● **EXERCISE INSTRUCTIONS**:
Please pull out the lines of the records verbatim, from the line with "Target | funnel of background ship" through the last line of the records.

[Object point labels]
• • • • • • •
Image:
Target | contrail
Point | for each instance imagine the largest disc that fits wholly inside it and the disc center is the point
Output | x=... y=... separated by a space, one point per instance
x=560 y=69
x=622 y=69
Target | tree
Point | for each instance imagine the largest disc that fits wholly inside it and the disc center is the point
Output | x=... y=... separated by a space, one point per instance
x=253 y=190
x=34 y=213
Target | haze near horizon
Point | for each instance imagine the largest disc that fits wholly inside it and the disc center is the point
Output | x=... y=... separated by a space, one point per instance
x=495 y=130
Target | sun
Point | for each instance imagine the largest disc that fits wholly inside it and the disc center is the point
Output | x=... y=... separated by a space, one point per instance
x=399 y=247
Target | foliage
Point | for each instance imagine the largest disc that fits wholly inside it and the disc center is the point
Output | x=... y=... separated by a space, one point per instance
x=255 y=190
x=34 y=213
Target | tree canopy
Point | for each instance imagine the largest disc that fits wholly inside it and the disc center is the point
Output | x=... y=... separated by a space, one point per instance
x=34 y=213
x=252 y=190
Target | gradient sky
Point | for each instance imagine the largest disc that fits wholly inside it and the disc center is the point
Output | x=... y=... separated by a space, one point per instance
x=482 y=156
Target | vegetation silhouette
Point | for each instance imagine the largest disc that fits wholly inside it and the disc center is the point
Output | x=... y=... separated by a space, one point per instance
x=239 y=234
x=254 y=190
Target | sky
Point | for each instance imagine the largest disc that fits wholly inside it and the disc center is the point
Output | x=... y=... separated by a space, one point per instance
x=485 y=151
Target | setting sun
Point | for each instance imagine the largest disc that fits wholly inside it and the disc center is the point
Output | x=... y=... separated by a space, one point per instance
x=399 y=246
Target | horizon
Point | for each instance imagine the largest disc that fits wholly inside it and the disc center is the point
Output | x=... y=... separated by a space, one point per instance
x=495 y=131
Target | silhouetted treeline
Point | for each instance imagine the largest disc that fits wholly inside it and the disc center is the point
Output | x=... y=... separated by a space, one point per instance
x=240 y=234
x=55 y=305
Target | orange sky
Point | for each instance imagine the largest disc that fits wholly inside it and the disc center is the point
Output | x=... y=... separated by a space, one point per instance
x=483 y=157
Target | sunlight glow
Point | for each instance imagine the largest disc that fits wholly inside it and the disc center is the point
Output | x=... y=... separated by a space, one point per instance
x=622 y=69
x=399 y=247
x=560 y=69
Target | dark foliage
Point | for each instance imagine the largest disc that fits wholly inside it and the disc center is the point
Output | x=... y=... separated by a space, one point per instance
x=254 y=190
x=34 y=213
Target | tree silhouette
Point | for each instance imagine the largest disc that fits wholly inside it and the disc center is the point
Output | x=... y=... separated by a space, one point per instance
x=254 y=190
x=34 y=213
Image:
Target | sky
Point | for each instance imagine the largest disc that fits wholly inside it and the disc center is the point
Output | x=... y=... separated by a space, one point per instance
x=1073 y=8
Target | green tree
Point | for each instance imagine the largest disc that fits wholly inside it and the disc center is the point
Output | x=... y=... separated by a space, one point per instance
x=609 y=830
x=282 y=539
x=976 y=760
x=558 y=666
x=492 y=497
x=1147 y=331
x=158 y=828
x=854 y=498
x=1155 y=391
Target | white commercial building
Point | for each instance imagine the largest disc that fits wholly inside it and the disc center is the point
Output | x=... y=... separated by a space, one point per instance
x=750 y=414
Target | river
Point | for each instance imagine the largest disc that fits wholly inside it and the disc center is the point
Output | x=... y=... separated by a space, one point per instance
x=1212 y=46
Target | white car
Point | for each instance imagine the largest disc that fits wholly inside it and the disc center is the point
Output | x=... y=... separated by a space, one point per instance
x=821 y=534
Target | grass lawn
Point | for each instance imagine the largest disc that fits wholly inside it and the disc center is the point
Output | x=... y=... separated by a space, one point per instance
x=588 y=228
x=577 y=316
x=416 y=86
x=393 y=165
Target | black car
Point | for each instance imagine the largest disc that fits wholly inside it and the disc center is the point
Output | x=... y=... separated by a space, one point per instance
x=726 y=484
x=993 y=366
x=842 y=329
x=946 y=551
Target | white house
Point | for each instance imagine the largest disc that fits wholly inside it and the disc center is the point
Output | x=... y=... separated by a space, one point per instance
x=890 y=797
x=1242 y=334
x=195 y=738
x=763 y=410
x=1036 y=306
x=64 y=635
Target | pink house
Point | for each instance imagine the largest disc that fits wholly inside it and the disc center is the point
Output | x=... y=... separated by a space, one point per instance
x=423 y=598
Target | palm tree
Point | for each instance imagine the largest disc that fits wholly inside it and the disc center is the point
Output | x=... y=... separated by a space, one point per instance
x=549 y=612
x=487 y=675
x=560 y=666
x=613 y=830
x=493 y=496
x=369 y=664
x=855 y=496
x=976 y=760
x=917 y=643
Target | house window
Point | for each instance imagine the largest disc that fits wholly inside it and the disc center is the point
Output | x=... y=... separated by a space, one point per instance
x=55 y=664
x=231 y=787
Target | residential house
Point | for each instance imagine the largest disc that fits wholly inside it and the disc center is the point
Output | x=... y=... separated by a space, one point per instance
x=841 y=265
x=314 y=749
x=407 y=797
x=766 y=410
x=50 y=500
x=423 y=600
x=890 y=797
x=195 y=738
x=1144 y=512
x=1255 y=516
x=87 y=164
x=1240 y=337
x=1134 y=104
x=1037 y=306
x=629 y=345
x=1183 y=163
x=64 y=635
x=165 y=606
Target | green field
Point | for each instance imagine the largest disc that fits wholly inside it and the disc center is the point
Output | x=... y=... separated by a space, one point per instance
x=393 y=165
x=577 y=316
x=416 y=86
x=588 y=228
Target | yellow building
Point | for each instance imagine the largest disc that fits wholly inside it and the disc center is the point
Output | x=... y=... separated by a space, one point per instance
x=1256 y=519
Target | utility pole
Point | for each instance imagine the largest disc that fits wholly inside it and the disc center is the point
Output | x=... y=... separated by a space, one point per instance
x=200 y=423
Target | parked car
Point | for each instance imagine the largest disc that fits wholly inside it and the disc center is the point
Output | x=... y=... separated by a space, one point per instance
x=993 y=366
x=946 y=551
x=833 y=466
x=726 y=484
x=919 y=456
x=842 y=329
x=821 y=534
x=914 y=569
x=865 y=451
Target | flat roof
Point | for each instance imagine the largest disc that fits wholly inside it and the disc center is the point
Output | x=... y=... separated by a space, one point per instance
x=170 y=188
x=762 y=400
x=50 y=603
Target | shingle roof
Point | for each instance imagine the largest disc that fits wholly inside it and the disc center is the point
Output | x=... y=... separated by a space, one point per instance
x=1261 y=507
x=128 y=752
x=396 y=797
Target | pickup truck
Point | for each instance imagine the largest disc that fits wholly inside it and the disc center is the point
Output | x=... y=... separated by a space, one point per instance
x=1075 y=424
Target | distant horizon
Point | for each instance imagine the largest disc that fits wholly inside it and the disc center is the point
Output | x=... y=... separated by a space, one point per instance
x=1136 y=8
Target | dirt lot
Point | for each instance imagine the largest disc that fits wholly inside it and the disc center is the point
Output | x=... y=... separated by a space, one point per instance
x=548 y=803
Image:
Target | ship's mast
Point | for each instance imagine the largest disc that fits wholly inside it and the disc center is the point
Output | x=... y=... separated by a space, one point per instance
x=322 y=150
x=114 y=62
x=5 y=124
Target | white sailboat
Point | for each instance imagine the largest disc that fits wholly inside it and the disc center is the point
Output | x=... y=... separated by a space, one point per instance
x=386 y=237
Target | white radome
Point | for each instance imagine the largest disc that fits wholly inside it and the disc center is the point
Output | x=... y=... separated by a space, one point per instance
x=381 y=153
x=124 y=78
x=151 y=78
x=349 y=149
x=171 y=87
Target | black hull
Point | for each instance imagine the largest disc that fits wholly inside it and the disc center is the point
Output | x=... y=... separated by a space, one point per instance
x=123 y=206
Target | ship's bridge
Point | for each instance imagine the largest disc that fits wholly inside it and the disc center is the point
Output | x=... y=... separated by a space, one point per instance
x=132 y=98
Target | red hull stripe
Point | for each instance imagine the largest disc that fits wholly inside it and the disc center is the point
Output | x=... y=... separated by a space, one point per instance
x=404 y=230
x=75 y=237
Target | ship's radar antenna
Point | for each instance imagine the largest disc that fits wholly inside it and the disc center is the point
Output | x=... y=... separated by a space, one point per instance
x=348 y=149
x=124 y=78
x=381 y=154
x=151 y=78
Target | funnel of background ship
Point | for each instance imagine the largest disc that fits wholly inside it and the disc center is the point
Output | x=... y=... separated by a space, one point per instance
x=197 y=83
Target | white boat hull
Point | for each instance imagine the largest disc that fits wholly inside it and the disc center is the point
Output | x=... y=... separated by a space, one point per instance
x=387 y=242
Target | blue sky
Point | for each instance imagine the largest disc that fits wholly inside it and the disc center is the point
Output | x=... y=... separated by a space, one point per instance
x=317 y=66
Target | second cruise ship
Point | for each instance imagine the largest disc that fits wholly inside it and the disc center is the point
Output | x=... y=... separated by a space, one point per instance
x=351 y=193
• • • • • • •
● **EXERCISE RESPONSE**:
Target | funnel of background ship
Point | for each instance imagine the largest disc that fits wholly inside it and the disc center is the point
Output | x=... y=... separated by a space, one point per instance
x=197 y=83
Target | white boat hull
Point | for each instance imagine the largest disc that fits wholly inside it and the disc center is the point
Output | x=... y=... separated by a space, one point per instance
x=387 y=242
Target | blue sky
Point | for each instance imagine the largest disc that fits wholly inside it and the disc center is the point
Output | x=... y=... separated by a space, one point per instance
x=317 y=66
Target | second cruise ship
Point | for each instance imagine the largest disc that fits wholly inside it and the disc center is the point
Output | x=... y=... separated by a space, one point per instance
x=351 y=193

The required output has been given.